*** Text passage

Stem cells hold the potential to change the landscape of medicine and bring patient care and well-being into a new era. Neurosurgeon Robert Hariri, MD, PhD, talks about the possibilities and promise of using placental stem cells to target cancer cells, control diseases like HIV, restore brain function, and extend life expectancy.
Dr. Stieg: I'm extremely pleased to have Dr. Robert Hariri as our guest today. He's not only a visionary in the STEM cell industry, but also a neurosurgeon, biomedical scientist, and a highly successful entrepreneur, i.e., the Renaissance man. Bob is the founder and former CEO of Celgene cellular therapeutics, one of the world's largest human cellular therapeutics companies. He has pioneered the use of STEM cells to treat a range of life threatening diseases and has made significant contributions in the field of tissue engineering. Bob, I'm delighted to have you here today to talk about your specialty STEM cells.
Dr. Hariri: Well, Phil, I'm sure you know that any time I get to spend with you is always a big treat, so thank you for having me.
Dr. Stieg: Let's start explaining to us what is a STEM cell?
Dr. Hariri: So, you know, it's interesting, but we all learn early in our medical careers about how every human being is derived from a single cell that's created during the fertilization process. When the egg and the sperm meet and then that single cell gives rise to the complex organs and tissues that make up our body. Those cells that take that job on are called STEM cells from that original totipotent STEM cell created by fertilization.
Dr. Stieg: And by totipotent you mean that — can develop into anything.
Dr. Hariri: Exactly. Totipotent — and we'll talk about the different definitions because the nomenclature, that is important. The language of STEM cells is important. So we'll spend a little bit of time talking about that and I have my own pet peeves about it, but totipotent simply means that that single cell has the ability to give rise to a fully complex organism, a whole human being. Pluripotent, which is another term, refers to the ability of a single cell to give rise to all the different tissue types of the body hair, brain, nails, liver. Multipotent is a STEM cell which can give rise to multiple tissue types, but not all of them. And unipotent means that that STEM cell can give rise to cells of a specific lineage. Ectoderm, endoderm, mesoderm . What that simply means is those categories of cells give rise to the different body types.

******

# [Your assignment]
Condense the paragraph of the stem cell interview that begins "Dr. Stieg: I'm extremely pleased" into a brief list of its main facts. The rows that follow come from a different source than the stem cell interview.

*** Record extracts

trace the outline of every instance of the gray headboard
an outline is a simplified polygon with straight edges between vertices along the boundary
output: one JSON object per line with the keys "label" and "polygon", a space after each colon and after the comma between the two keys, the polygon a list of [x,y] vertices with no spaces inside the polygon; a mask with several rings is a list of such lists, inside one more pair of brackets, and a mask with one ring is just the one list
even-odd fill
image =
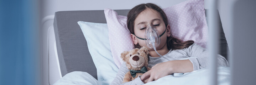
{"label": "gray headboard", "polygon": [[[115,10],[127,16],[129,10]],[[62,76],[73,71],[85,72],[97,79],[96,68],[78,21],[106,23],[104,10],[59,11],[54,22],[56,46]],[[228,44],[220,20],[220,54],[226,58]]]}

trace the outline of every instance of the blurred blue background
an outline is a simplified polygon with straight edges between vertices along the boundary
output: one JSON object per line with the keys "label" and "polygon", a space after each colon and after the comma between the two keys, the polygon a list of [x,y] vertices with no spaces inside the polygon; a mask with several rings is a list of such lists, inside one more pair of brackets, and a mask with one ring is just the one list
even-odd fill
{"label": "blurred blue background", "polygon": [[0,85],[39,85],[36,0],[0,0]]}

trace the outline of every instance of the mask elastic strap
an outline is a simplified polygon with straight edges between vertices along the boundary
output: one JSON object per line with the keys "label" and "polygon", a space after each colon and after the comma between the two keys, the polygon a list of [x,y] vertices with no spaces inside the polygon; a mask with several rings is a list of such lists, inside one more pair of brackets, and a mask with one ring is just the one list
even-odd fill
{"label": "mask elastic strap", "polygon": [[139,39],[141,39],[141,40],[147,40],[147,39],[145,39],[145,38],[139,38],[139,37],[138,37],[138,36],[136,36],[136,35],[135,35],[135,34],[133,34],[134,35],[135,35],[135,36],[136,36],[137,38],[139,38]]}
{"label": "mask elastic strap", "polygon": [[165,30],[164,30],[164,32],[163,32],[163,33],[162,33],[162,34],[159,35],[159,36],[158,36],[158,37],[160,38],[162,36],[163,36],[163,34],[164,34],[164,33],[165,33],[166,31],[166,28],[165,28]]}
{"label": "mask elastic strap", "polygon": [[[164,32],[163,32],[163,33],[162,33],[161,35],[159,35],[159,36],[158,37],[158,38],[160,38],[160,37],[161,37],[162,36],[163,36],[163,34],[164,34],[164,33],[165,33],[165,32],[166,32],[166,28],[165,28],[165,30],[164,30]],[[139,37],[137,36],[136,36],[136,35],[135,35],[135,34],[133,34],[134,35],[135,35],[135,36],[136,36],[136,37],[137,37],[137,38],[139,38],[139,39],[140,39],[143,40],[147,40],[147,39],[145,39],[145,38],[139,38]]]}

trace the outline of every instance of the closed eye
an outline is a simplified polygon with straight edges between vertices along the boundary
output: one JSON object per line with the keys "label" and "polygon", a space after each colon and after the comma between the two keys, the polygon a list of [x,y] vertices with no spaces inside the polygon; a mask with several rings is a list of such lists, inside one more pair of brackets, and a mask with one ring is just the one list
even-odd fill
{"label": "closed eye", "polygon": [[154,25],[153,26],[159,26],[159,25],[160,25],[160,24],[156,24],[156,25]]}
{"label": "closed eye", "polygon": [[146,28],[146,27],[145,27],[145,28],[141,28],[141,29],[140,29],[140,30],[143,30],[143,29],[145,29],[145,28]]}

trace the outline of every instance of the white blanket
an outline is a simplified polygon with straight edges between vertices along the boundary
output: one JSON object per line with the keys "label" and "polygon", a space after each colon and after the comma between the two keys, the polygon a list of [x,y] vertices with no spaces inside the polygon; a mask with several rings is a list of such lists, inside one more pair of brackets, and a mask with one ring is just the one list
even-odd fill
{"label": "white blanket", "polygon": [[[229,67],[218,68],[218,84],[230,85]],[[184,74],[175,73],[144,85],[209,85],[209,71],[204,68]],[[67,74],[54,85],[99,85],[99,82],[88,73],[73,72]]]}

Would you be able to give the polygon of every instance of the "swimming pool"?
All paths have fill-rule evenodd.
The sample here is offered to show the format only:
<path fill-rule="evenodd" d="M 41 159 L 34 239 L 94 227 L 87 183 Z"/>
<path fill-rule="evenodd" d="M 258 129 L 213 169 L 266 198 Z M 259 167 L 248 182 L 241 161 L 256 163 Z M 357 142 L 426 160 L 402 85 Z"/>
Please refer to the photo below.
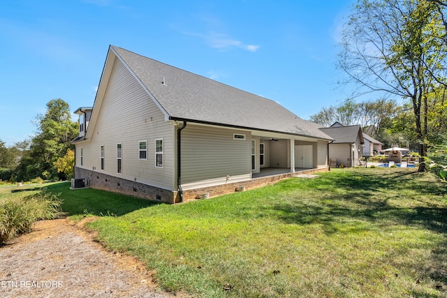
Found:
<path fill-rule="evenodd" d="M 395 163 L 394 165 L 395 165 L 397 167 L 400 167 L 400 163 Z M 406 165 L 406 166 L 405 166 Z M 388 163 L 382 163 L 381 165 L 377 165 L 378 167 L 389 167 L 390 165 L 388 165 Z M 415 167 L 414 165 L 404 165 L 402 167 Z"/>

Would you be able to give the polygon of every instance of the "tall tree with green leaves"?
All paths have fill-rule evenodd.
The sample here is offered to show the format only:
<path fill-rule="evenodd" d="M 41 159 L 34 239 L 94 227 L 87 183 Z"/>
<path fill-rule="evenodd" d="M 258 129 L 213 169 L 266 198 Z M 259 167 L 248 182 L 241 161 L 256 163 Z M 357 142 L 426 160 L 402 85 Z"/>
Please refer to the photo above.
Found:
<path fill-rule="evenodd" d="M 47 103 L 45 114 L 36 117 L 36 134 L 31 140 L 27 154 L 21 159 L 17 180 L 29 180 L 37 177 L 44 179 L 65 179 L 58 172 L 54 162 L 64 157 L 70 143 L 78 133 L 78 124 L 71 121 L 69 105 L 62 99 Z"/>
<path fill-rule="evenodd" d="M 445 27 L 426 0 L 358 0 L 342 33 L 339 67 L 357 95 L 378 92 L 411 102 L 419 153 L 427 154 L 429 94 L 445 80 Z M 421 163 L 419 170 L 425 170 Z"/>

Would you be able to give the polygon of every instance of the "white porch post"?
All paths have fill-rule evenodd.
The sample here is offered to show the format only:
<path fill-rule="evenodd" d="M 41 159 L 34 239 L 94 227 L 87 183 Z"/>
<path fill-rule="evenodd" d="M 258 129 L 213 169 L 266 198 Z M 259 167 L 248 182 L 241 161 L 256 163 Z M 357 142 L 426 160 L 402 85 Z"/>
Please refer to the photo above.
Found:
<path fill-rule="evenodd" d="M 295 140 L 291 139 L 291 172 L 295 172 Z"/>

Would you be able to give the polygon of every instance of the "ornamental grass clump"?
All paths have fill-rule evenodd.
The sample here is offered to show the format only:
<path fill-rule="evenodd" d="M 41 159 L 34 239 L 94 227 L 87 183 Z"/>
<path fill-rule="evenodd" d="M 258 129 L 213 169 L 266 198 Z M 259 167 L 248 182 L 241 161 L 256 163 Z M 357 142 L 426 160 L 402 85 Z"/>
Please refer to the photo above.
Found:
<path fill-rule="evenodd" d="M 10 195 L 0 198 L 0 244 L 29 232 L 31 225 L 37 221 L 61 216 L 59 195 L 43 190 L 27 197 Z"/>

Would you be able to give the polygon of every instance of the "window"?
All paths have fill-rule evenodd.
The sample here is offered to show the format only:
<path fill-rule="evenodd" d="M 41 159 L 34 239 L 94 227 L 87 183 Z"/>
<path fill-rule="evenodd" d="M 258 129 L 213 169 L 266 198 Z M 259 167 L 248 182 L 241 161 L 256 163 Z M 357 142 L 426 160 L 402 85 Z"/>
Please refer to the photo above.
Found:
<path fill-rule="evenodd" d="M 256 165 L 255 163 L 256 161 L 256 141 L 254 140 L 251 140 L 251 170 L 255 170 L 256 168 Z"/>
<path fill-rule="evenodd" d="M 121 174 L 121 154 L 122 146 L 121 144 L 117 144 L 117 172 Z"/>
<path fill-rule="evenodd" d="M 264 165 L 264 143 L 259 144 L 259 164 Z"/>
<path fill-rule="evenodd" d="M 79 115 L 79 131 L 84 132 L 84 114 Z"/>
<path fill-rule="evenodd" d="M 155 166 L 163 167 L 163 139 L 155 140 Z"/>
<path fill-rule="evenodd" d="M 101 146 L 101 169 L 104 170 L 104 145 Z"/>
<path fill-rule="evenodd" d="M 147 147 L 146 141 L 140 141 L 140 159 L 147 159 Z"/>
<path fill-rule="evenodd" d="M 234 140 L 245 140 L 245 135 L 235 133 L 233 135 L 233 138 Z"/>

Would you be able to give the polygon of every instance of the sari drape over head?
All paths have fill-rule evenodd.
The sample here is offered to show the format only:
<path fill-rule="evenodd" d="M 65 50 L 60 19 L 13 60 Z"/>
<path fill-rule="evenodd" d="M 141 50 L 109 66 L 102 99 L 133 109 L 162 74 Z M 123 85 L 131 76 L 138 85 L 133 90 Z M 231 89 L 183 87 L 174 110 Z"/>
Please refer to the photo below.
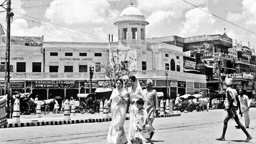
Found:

******
*** Record extracts

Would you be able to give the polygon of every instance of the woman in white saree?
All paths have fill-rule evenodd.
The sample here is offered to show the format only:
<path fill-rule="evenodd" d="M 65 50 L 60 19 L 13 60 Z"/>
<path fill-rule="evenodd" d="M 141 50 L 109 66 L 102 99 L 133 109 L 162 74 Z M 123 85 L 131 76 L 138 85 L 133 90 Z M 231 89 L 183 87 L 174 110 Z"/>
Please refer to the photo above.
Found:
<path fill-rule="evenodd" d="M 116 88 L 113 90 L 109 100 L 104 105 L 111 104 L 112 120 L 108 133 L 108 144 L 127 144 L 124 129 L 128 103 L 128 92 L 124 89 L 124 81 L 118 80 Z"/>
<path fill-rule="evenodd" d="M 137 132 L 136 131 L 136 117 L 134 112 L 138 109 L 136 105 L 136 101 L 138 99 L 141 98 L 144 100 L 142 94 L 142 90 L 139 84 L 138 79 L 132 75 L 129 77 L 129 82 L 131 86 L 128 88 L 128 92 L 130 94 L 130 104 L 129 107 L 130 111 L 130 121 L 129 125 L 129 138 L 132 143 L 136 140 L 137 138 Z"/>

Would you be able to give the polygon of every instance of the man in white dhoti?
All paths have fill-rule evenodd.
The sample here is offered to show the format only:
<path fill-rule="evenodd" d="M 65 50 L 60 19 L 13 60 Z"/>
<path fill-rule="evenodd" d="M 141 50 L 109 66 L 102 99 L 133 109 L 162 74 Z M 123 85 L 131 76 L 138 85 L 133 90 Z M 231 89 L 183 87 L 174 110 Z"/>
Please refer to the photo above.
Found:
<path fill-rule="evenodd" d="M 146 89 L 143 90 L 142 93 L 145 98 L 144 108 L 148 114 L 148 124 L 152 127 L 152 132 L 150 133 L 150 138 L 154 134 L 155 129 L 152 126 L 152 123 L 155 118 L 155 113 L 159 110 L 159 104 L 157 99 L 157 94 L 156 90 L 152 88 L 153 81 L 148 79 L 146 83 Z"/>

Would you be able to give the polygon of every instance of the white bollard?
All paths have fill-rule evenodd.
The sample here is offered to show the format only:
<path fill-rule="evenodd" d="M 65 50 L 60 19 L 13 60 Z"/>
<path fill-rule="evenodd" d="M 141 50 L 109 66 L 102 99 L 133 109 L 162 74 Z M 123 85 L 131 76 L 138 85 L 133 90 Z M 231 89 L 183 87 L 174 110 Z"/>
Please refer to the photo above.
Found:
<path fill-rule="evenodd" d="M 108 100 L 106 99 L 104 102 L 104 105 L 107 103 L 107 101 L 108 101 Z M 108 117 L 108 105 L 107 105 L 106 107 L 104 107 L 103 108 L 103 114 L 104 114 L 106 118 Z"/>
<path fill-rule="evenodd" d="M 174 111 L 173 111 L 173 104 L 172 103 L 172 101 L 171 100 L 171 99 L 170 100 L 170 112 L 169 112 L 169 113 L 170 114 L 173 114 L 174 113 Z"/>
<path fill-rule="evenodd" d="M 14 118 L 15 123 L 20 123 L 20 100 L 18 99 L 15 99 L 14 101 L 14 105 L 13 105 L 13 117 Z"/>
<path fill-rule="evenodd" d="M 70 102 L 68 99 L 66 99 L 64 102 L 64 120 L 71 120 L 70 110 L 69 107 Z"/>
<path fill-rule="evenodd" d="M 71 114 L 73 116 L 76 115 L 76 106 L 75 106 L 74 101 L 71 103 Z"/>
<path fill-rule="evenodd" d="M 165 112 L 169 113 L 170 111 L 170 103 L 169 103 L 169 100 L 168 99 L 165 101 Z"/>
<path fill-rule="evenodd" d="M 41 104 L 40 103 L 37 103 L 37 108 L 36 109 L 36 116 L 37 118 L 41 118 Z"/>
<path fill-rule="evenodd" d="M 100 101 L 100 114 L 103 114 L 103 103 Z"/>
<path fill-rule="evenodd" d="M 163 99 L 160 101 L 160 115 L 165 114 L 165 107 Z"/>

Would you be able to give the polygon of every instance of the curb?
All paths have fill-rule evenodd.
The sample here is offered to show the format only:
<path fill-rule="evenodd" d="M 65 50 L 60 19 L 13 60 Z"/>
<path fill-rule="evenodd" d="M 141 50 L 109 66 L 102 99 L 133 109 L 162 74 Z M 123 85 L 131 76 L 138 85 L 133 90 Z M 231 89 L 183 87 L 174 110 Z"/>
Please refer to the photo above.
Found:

******
*** Record extracts

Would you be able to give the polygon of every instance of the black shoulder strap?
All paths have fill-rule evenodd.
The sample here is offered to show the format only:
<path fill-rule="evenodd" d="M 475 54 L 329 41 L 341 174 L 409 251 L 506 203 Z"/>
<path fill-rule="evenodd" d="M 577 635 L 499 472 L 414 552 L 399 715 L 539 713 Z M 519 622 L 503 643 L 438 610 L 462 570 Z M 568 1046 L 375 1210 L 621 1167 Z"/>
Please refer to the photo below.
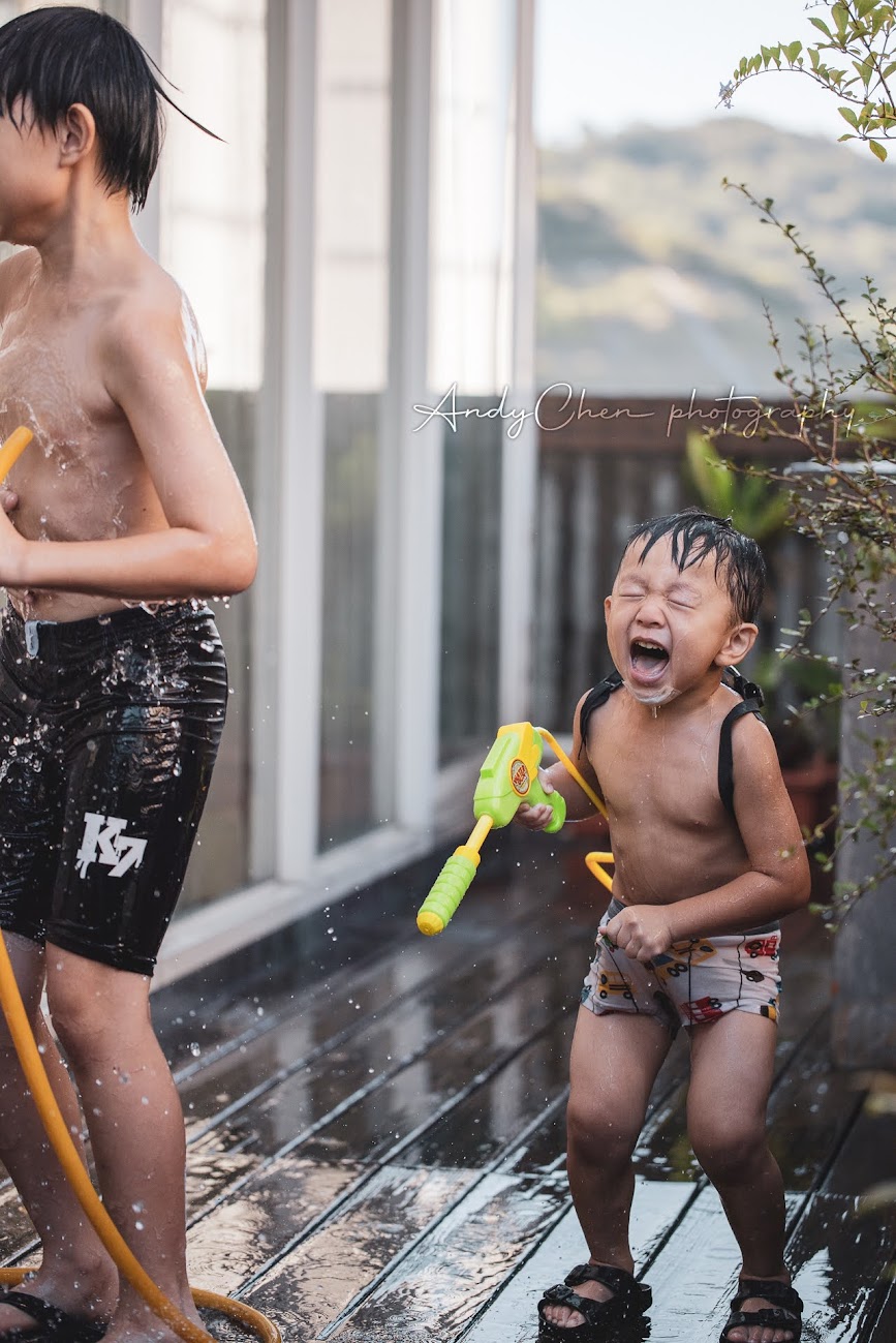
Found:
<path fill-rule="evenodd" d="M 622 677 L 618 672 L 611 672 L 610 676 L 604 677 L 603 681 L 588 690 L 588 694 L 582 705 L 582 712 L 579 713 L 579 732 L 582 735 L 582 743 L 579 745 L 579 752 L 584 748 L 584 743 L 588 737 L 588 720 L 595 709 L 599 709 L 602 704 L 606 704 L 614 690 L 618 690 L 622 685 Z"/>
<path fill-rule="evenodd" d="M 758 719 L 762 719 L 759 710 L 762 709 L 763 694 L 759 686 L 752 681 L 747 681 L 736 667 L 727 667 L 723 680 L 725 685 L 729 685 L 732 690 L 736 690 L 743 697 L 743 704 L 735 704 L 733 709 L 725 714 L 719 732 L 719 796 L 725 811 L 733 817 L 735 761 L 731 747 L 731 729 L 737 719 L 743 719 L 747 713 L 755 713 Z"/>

******

# [Expected output]
- Dr. Robert Hariri is the guest.
- He is a visionary in the STEM cell industry, as well as a neurosurgeon, biomedical scientist, and highly successful entrepreneur.
- He founded Celgene cellular therapeutics, one of the world's largest human cellular therapeutics companies, and is its former CEO.
- He pioneered the use of STEM cells to treat a range of life-threatening diseases.
- He has made significant contributions to tissue engineering.
- He is there to talk about his specialty, STEM cells.